**The request**
Copy the lines below word for word, starting at the line that contains "of the off-shoulder" and ending at the line that contains "x=632, y=542", with both of those lines included.

**Records shown**
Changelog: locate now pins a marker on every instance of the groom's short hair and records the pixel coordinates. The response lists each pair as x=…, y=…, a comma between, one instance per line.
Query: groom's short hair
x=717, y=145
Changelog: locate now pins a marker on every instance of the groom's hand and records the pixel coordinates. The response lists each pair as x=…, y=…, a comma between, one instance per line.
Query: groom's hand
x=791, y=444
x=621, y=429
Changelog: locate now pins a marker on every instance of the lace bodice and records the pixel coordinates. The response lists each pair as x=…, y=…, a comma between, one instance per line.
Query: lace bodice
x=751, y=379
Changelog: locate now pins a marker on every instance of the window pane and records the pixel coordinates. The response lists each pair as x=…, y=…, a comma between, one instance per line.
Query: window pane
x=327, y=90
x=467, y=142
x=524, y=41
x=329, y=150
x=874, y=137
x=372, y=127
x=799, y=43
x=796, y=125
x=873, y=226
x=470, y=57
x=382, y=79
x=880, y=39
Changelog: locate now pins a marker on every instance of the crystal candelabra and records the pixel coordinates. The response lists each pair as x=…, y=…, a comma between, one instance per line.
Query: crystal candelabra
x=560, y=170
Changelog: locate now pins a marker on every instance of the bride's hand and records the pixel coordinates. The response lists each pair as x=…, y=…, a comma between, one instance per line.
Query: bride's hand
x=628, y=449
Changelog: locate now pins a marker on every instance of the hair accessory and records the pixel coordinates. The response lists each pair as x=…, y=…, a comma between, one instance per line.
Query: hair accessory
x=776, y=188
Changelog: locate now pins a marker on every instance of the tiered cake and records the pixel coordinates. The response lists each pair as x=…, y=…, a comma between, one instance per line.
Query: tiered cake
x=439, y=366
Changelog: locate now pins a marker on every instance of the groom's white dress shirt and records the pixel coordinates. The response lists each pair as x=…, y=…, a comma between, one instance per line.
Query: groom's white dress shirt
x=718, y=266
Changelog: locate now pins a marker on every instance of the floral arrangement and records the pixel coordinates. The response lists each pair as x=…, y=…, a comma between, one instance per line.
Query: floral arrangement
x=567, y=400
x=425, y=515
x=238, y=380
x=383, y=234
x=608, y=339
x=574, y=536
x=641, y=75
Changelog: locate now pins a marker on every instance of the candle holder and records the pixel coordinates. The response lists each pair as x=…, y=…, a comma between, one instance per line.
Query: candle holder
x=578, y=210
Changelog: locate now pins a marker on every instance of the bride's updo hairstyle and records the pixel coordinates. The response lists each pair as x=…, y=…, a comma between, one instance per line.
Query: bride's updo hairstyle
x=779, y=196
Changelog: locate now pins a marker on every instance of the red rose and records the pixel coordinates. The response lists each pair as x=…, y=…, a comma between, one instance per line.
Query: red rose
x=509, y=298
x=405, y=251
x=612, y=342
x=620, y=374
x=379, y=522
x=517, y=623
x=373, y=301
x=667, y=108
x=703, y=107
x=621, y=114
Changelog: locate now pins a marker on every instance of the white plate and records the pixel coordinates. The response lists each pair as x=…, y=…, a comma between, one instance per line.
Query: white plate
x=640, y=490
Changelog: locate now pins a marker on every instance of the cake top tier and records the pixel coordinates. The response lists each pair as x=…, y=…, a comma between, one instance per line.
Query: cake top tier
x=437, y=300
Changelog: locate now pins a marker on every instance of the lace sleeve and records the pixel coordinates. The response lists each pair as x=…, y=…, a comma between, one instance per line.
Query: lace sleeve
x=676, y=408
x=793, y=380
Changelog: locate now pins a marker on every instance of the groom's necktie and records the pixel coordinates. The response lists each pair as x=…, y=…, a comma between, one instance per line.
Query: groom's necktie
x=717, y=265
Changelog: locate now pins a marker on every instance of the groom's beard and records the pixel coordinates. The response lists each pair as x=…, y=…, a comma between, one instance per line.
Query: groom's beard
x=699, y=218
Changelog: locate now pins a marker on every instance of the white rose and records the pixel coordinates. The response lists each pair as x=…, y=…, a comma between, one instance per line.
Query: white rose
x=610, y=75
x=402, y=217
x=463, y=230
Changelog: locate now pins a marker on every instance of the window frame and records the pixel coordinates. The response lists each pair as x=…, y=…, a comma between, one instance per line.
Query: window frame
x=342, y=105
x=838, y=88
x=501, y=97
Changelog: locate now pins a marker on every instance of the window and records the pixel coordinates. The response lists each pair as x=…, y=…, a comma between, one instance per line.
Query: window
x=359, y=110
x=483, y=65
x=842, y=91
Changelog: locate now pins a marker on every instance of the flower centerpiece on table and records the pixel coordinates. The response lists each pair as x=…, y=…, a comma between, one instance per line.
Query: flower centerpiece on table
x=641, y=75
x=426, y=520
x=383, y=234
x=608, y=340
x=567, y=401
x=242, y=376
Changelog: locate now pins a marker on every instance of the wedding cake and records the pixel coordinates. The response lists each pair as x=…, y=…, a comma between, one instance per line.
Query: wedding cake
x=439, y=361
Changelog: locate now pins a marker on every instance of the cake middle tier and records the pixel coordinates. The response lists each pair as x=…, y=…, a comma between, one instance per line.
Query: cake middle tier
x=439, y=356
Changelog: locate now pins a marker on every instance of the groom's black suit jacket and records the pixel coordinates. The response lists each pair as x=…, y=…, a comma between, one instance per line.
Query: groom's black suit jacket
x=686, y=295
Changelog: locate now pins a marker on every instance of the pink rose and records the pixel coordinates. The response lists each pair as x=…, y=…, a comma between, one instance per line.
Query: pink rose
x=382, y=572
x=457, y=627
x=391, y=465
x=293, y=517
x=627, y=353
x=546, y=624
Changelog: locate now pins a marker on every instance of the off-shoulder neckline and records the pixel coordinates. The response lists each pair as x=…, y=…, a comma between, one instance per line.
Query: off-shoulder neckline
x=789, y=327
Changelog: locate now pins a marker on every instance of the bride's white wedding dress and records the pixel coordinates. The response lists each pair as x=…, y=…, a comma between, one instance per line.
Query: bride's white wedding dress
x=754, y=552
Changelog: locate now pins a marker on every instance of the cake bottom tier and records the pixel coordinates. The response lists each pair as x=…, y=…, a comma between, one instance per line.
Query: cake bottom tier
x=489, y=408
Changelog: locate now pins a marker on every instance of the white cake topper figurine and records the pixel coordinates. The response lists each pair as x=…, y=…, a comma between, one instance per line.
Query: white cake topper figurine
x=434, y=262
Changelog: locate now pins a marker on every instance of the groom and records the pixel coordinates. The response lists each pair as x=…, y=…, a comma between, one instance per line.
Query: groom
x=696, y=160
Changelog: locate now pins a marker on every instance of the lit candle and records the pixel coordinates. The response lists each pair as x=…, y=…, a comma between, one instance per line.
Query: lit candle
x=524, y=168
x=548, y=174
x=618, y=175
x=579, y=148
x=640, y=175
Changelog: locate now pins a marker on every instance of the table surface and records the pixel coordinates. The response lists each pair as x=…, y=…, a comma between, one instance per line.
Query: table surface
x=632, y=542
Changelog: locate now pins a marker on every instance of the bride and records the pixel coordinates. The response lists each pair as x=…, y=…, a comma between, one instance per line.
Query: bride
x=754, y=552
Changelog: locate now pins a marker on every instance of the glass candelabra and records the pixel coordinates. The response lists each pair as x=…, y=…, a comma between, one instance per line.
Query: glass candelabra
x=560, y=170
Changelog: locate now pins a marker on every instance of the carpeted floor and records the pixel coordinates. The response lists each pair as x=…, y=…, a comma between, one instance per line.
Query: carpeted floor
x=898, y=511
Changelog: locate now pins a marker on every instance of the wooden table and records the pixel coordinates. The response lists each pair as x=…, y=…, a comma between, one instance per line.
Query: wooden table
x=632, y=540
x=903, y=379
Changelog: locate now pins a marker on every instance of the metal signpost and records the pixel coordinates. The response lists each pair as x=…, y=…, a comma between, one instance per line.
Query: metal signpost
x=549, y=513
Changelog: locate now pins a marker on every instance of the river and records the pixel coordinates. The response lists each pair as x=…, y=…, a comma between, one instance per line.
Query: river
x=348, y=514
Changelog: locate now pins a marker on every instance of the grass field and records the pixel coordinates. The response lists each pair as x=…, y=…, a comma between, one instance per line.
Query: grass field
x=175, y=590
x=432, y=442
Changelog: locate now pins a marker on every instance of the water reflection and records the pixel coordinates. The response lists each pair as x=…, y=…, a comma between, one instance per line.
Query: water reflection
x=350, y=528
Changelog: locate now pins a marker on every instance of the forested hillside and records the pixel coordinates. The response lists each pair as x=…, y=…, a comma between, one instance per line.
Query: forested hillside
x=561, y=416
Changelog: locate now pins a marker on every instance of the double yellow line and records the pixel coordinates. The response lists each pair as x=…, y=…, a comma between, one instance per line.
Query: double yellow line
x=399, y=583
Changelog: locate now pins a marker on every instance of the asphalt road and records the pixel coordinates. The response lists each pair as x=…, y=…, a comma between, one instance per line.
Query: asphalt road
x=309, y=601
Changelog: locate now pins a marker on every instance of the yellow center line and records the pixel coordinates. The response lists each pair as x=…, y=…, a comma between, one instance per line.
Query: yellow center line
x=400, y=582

**Task answer**
Changelog: locate now pins a marker on every instance of the off-shoulder neckline and records the pixel coordinates. The response lists each pair as x=…, y=…, a comma between, one instance per line.
Query: off-shoulder neckline
x=789, y=327
Changelog: locate now pins a marker on every instance of the bride's white wedding dress and records the pixel coordinates. The response lists each pair as x=…, y=…, a comma between, one instance per line.
Query: bride's white wedding dress
x=754, y=552
Changelog: locate now pins a marker on every instance of the cake bottom tier and records the pixel coordinates. The response lists each pair as x=…, y=…, a comma between, one instance per line.
Query: cake bottom tier
x=489, y=408
Changelog: locate now pins a marker on every instance of the white cake topper figurine and records the pixel coordinates. The response lists each pair as x=…, y=…, a comma between, one instance per line.
Query: white cake topper figurine
x=434, y=262
Changelog: locate now pins a marker on every instance of the groom and records the pixel coordinates. The response lists each pair as x=…, y=…, a comma between, one instance per line.
Query: groom
x=696, y=160
Changelog: locate now pins a marker on every instance of the lit candle and records the pixel coordinates. The response lists each pair as x=…, y=…, a comma between, one instance per line.
Query: lit candle
x=524, y=168
x=548, y=174
x=618, y=175
x=579, y=148
x=640, y=175
Changelog: locate now pins a marker on every instance of the table surface and records the pixel coordinates. The response lists each pair as x=…, y=…, a comma between, one instance per line.
Query: table surface
x=632, y=542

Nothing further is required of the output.